# [Excerpted text]
>> BEGIN

20 May 2011 – WHAT WILL I DO?!

It’s time to take out my Pot of Possibilities (link to that entry) and think about what I will do when I get back to the USA. The idea of working a desk job 9 to 5 raises my blood pressure when ever I think about it. The job market in the states also causes me anxiety when I think about that. The thought of all bills that go with living in America makes my head spin. I have  my new learned ability to live in the present thank you Ghana, to avoid all these questions and worries but as I get closer to going back to America for good my American need to plan ahead is kicking into gear and now I can’t avoid thinking about (ominous da daaaa here) “My Future”.

I thought the problem of what to do with your life was a problem of 20 somethings. It’s scary and also exciting to have a Pot of Possibilities.  I guess  I should look in that Pot but first let me put down what I do know about the future.

I will be done my Peace Corps service on August 26, 2011 after 1,172 days of service in Ghana. On August 30 I will celebrate the 50th Anniversary of the Peace Corps here in Ghana. Then I will travel small and be back in the US by the end of September.

>> END

# [Supplied records]
>> BEGIN

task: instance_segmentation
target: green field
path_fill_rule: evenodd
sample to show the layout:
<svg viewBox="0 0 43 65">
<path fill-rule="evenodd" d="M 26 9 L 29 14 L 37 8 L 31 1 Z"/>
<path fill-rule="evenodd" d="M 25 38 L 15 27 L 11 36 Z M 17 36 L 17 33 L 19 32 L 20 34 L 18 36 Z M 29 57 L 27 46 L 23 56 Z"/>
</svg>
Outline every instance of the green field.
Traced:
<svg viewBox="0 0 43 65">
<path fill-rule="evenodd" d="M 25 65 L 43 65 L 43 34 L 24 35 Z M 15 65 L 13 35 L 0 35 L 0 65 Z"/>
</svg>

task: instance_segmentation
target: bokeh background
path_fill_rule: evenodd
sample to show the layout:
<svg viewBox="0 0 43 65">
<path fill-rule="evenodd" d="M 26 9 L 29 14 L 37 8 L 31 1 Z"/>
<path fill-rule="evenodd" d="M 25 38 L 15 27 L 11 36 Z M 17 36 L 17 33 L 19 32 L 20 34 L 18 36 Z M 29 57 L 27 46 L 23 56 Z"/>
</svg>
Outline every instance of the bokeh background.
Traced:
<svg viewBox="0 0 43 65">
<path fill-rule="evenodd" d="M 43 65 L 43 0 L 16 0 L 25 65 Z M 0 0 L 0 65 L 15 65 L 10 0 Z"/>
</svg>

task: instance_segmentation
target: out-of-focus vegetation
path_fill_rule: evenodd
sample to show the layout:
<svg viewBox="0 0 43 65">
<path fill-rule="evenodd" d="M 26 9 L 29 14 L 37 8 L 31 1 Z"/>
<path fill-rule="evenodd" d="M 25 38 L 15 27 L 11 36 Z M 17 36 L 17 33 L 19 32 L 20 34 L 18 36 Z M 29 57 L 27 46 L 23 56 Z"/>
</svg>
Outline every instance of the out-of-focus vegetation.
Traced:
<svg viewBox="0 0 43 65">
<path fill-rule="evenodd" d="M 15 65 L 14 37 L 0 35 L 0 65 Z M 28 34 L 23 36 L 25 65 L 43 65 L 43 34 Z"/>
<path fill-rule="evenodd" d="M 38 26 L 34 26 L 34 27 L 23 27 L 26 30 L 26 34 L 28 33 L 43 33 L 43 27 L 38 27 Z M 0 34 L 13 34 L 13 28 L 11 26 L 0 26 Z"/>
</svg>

>> END

# [Challenges]
1) Copy all three records word for word, from the first line of the green field record through the last line of the out-of-focus vegetation record.
2) Write the next part of the journal entry about finishing Peace Corps service in Ghana, picking up after its final sentence.

# [Response list]
1)
task: instance_segmentation
target: green field
path_fill_rule: evenodd
sample to show the layout:
<svg viewBox="0 0 43 65">
<path fill-rule="evenodd" d="M 26 9 L 29 14 L 37 8 L 31 1 Z"/>
<path fill-rule="evenodd" d="M 25 38 L 15 27 L 11 36 Z M 17 36 L 17 33 L 19 32 L 20 34 L 18 36 Z M 29 57 L 27 46 L 23 56 Z"/>
</svg>
Outline every instance of the green field.
Traced:
<svg viewBox="0 0 43 65">
<path fill-rule="evenodd" d="M 25 65 L 43 65 L 43 34 L 24 35 Z M 15 65 L 13 35 L 0 35 L 0 65 Z"/>
</svg>

task: instance_segmentation
target: bokeh background
path_fill_rule: evenodd
sample to show the layout:
<svg viewBox="0 0 43 65">
<path fill-rule="evenodd" d="M 26 9 L 29 14 L 37 8 L 31 1 Z"/>
<path fill-rule="evenodd" d="M 25 38 L 15 27 L 11 36 Z M 17 36 L 17 33 L 19 32 L 20 34 L 18 36 Z M 29 57 L 27 46 L 23 56 Z"/>
</svg>
Outline every instance of the bokeh background.
Traced:
<svg viewBox="0 0 43 65">
<path fill-rule="evenodd" d="M 43 65 L 43 0 L 16 0 L 25 65 Z M 0 0 L 0 65 L 15 65 L 10 0 Z"/>
</svg>

task: instance_segmentation
target: out-of-focus vegetation
path_fill_rule: evenodd
sample to show the layout:
<svg viewBox="0 0 43 65">
<path fill-rule="evenodd" d="M 26 9 L 29 14 L 37 8 L 31 1 Z"/>
<path fill-rule="evenodd" d="M 25 38 L 15 27 L 11 36 Z M 17 36 L 17 33 L 19 32 L 20 34 L 18 36 Z M 29 57 L 27 46 L 23 56 Z"/>
</svg>
Outline every instance of the out-of-focus vegetation.
Traced:
<svg viewBox="0 0 43 65">
<path fill-rule="evenodd" d="M 15 65 L 14 37 L 0 35 L 0 65 Z M 28 34 L 23 36 L 25 65 L 43 65 L 43 34 Z"/>
<path fill-rule="evenodd" d="M 38 26 L 34 26 L 34 27 L 23 27 L 26 30 L 26 34 L 28 33 L 43 33 L 43 27 L 38 27 Z M 0 34 L 13 34 L 13 28 L 11 26 L 0 26 Z"/>
</svg>

2)
I will go to Sugarland, Texas a suburb of Houston and live with Beth, my best friend.

So that is the total extent of my certain future plans. Time to open the Pot of Possibilities.

1. Write a book.

I could turn my blog and photos into a book.  I have enjoyed writing my blog posts and sharing my photos of Ghana with my friends and family maybe I will be lucky enough to find a publisher for my book.

2. Tutor

Although I have done informal teaching most of my life here in Ghana I did classroom teaching. I learned that I prefer small groups or one on one teaching.

3. Lecture about my Peace Corps experience

I would love to share my experience and encourage other older people to consider the Peace Corps as a retirement or midlife option.

4. Do travel photography.

This would combine two of my passions. Over the past three years I think I have learned a lot about photographing people and places.

5. Work for a public or academic library.

I have the experience and qualifications to do the work.

6. Work on a Semester at Sea voyage as a librarian. They have three voyages a year and hire  a librarian for each voyage.

7. Apply for Peace Corps response. Peace Corps offers RPCVs (Returned Peace Corps Volunteers) short term assignments, three months to a year,  all over the world.

The one I really do not want to do is to go back to work 9-5 in a desk job. I have come to love the flexible schedule that I have as a PCV. My classes are scheduled but it’s up to me to decide where and when I will do the rest of my work, like marking papers or preparing lessons.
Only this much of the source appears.